__PROBLEM DESCRIPTION__
Both the line with "Practice step: put one dot on the turquoise" and the line with "Practice step: put one dot on the silver" in the records below must appear in the output, along with every line between them, exactly and with nothing added.

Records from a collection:
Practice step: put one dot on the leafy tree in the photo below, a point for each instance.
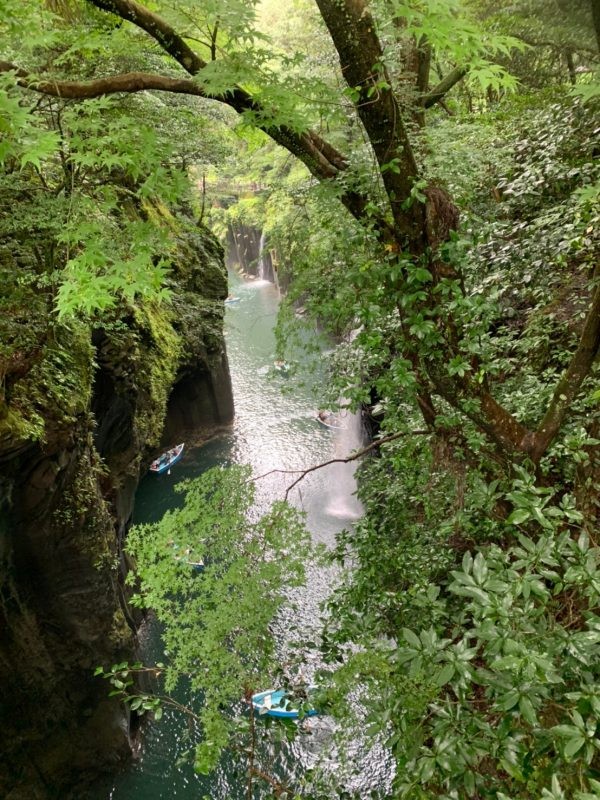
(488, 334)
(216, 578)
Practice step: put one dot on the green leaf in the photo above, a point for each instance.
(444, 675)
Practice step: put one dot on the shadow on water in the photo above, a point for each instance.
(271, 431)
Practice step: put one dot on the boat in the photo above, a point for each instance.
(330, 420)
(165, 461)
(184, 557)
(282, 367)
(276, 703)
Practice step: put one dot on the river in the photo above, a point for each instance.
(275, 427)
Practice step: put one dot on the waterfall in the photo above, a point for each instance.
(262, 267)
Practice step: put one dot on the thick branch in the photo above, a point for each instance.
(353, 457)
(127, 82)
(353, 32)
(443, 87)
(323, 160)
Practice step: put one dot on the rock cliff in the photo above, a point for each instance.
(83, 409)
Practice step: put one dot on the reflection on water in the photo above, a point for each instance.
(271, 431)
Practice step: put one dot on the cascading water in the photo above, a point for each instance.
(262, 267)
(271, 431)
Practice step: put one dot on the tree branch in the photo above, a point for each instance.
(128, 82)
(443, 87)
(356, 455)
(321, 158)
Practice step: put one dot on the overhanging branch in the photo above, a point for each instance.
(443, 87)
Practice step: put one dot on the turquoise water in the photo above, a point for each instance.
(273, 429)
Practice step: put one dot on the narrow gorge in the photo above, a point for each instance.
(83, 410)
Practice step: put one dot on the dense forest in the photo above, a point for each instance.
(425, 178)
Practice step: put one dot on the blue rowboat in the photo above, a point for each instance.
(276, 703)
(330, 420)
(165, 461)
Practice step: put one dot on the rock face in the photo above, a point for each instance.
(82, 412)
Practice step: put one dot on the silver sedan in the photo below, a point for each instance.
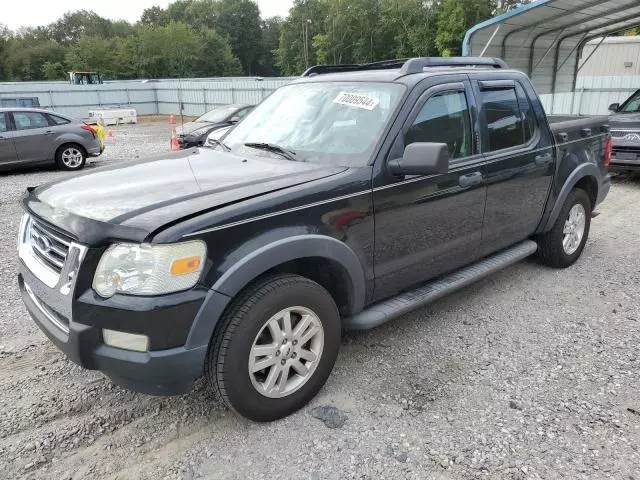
--
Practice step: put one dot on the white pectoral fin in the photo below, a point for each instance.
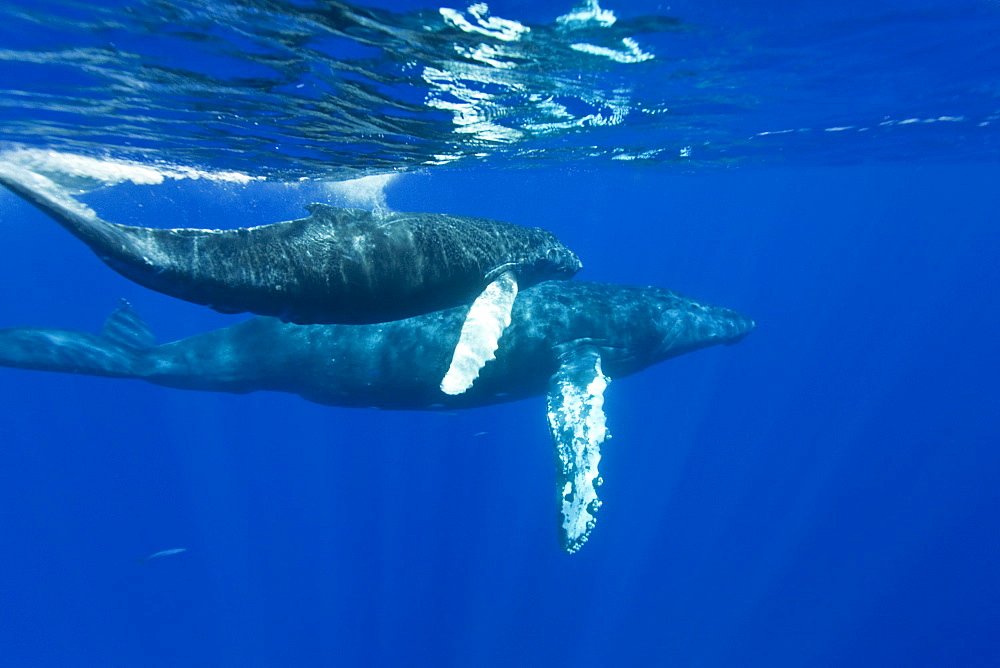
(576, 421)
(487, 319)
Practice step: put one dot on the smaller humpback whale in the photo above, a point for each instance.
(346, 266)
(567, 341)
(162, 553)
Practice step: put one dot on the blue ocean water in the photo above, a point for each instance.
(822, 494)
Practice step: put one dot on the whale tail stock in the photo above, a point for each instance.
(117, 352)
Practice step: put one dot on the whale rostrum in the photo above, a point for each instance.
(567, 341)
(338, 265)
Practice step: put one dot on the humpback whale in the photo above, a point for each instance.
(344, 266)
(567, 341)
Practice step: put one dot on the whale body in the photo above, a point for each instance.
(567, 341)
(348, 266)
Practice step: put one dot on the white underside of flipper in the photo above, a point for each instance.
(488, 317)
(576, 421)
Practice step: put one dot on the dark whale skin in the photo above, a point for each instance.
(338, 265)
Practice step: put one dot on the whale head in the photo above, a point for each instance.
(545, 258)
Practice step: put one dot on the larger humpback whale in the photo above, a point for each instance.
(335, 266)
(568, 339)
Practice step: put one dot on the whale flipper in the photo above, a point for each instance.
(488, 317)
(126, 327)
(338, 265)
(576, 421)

__THE COMPLETED TASK__
Practice step: put one dot on the turquoise water in the photo above, a point for each instance.
(273, 429)
Practice step: put one dot on the narrow gorge in the photo above, a point for each instance.
(83, 410)
Practice step: put one dot on the dense forest in the photo above, a point for each instance.
(425, 178)
Practice step: put one dot on the blue rowboat in the photo above, a point for each instance.
(276, 703)
(330, 420)
(165, 461)
Practice step: put one dot on the rock face in the photo above, a point for each instance.
(82, 412)
Practice step: put one dot on the silver sedan in the photo below, a point for each instance.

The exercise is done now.